▶ _Texte de la page_:
Une arrivée qui est loin d’être de tout repos pour un anglais marchant sur les plates-bandes des Français…

Le narrateur, un Anglais, débarque sur une île des Samoa pour tenir un comptoir commercial. À force de persévérance devant les obstacles que lui dressent les Blancs déjà installés et les insulaires ; malgré la tromperie, il épouse la jeune îlienne Uma.

Ce sont les péripéties entre colonisateurs et colonisés que dénonce Robert Louis Stevenson dans cette histoire.

« C’était la coutume de ces parages et (comme je l’ai dit moi-même) nullement la faute de nous autres Blancs, mais celle des missionnaires. S’ils avaient laissé les indigènes tranquilles, je n’aurais pas eu besoin de cette supercherie »

Un thriller historique captivant et revendicatif au sujet de la colonisation

EXTRAIT

Quand je vis cette île pour la première fois, le matin allait remplacer la nuit. À l’ouest, la lune se couchait large et brillante encore. À l’est, en plein milieu de l’aurore toute rose l’étoile du jour étincelait comme un diamant. La brise de terre qui nous soufflait au visage avait un fort parfum de citron et de vanille – d’autres fruits encore, mais ceux-là les plus nets – et sa fraîcheur me fit éternuer. Je dois dire que j’avais passé, des années sur une île basse proche de la Ligne, vivant la plupart du temps solitaire parmi les indigènes. C’était donc ici une aventure nouvelle : le langage même me serait inconnu ; et l’aspect de ces bois et de ces montagnes, leur merveilleuse senteur, me rénovaient le sang.

▶ _Données fournies_:

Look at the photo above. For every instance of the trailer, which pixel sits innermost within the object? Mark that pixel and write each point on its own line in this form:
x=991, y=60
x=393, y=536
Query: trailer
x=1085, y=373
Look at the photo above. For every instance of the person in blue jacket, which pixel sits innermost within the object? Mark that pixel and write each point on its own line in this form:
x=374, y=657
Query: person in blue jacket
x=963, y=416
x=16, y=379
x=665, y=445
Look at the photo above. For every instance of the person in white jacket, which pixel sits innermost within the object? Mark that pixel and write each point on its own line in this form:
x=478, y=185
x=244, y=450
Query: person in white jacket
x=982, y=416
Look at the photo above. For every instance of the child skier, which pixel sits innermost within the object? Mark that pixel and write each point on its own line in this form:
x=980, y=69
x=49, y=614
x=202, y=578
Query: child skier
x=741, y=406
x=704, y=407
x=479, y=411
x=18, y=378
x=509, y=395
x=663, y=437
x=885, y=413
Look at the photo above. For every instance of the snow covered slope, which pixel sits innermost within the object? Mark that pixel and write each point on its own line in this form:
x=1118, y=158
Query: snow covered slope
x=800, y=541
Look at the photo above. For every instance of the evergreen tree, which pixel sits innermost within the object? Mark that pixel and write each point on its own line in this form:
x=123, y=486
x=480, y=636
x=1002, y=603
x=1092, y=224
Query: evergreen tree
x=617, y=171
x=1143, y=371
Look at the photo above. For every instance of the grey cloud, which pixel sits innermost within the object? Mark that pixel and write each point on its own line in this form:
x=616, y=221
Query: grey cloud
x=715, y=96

▶ _À faire_:
Dans l'extrait du texte sur l'île des Samoa, pourquoi le narrateur qualifie-t-il son arrivée d'« aventure nouvelle » ?

▶ _Réponse finale_:
Le narrateur avait passé des années sur une île basse proche de la Ligne, vivant le plus souvent seul parmi les indigènes. Cette île-ci est donc pour lui une aventure nouvelle : même le langage lui en serait inconnu.